## Request
Exactly as they appear, output all of the records. Skip any images.
═════ Data rows ═════
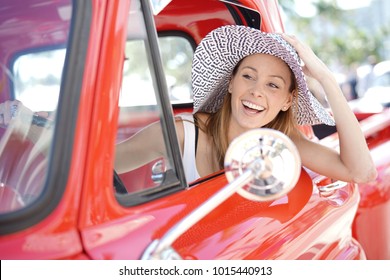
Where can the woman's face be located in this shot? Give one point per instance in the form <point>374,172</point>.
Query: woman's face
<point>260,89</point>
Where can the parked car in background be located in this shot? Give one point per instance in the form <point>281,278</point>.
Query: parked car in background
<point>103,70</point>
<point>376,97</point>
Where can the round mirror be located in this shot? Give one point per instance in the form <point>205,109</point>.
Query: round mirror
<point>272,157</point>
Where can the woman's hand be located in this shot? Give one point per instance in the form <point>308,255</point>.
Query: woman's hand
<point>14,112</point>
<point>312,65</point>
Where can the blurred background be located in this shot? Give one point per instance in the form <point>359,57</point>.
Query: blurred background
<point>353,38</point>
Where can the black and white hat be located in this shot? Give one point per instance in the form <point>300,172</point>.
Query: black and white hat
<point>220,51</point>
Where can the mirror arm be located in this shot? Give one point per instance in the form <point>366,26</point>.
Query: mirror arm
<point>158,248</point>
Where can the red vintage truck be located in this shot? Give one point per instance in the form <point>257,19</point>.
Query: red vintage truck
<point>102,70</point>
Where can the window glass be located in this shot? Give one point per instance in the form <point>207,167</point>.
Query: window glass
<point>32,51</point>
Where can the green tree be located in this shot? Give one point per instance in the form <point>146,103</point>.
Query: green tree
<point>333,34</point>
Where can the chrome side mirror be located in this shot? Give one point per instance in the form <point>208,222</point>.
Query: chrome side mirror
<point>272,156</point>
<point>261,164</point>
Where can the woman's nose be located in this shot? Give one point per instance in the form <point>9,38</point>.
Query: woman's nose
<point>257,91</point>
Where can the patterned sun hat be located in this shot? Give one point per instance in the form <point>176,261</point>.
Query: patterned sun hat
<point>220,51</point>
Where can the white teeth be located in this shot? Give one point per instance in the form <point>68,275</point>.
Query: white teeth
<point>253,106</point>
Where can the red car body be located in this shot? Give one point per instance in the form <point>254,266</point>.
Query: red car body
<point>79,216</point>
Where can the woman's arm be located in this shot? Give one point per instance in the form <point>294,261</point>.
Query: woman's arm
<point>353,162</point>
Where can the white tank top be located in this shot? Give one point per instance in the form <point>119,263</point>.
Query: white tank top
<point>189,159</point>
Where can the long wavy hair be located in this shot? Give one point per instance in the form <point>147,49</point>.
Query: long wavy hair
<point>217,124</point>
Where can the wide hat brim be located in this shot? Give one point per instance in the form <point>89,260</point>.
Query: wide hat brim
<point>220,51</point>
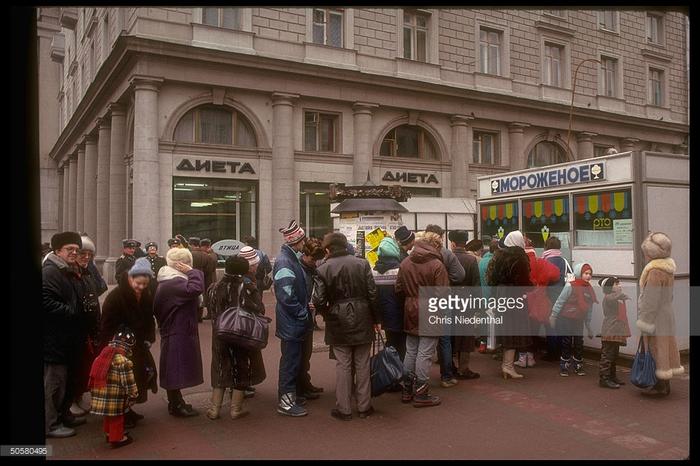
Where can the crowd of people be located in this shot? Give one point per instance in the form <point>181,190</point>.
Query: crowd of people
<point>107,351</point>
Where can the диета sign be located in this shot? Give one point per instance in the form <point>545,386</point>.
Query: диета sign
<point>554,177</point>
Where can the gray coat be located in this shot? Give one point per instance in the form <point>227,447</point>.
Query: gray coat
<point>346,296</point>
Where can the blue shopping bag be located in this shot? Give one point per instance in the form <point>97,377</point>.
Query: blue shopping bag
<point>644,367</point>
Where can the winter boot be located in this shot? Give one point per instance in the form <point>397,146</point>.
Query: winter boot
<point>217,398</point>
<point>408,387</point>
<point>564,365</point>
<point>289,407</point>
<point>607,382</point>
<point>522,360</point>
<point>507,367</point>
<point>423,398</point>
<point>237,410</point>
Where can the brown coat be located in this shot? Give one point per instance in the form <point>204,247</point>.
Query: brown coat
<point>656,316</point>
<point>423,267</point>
═════
## Reply
Where can the woman's face be located in this shot? Give one point per instance in the form <point>374,172</point>.
Query: woman's face
<point>260,89</point>
Where can the parked car in background be located in this shot? Give one point per instance in the form <point>281,278</point>.
Query: parked car in background
<point>103,70</point>
<point>376,97</point>
Where can the round mirror be located in this shot? Give one point per instance in the form <point>205,109</point>.
Query: round mirror
<point>272,157</point>
Where can the woman's hand be located in this shot? Give one point per instance in the form <point>308,255</point>.
Query: woman's hand
<point>14,112</point>
<point>312,65</point>
Where can the blurred background be located in this shot? Give one point per instance in the form <point>359,57</point>.
Query: blurred background
<point>353,38</point>
Where can the black and white hat be located in this shot? Give one point per instance in the form <point>300,172</point>.
Query: black and white hat
<point>220,51</point>
Where can the mirror arm be located in this shot? Give one point per instance in the form <point>366,26</point>.
Query: mirror arm
<point>158,248</point>
Where can the red vintage truck be located in this shot? Give one point per instance in the form <point>257,19</point>.
Query: red vintage truck
<point>102,70</point>
Where can the window glass be located in this shot? Give one point per instance in the form <point>207,167</point>.
Query: window glass
<point>32,51</point>
Where can the green tree be located in this shot? Give one point per instance in the form <point>146,103</point>.
Query: green tree
<point>333,34</point>
Where can the chrome side mirror be located in this shot? Give one point per instance in the form <point>208,222</point>.
Query: chrome side mirror
<point>272,156</point>
<point>261,164</point>
Where can the woman's nose be located in this shot? Give one point per instance in the form <point>9,38</point>.
Query: woman's nose
<point>257,91</point>
Where can the patterned sun hat be located in this shot? Give one point per instance in the form <point>176,261</point>.
Query: patterned sun hat
<point>220,51</point>
Where can the white teeth be located in this shot? Give one point per instance in the form <point>68,275</point>.
Query: white teeth
<point>253,106</point>
Where can the red car body be located in this shot? Give one point per instance in the form <point>254,266</point>.
Query: red car body
<point>79,216</point>
Where can the woman's arm be located in this shot? Give one point per instance in the form <point>294,261</point>.
Query: woman's arm
<point>353,162</point>
Where can the white tank top be located in this shot? Give one point per instance in the form <point>119,263</point>.
Query: white tank top
<point>189,159</point>
Where can the long wavy hair be located in this shot? Give one point per instance in the form <point>147,49</point>.
Query: long wavy hair
<point>217,124</point>
Where can the wide hat brim be located in this shot? Give one point per instance in the form <point>89,260</point>.
Query: wide hat brim
<point>220,51</point>
Where can the crowd of people be located in this shot? Give one point per instance in the form <point>181,190</point>.
Query: crowd of people
<point>107,351</point>
Where can the диета sign be located in this shot? Give one point per instance in the form <point>545,386</point>.
Query: диета sign
<point>554,177</point>
Where can the gray coat be located in this shot? Give one point per instance in the form <point>227,447</point>.
Query: gray coat
<point>346,296</point>
Where can the blue shopping bag be located in this shot? Give one point per instance in the form <point>97,377</point>.
Query: blue shopping bag
<point>644,367</point>
Where can the winter boot be located in this shot? Give one point per instance in the form <point>397,146</point>.
Query: winter boot
<point>217,398</point>
<point>408,387</point>
<point>564,365</point>
<point>289,407</point>
<point>607,382</point>
<point>522,360</point>
<point>507,367</point>
<point>423,398</point>
<point>237,410</point>
Where can the brown coat be located in this shot? Give one point per instance in the form <point>204,247</point>.
Query: brown coat
<point>656,316</point>
<point>423,267</point>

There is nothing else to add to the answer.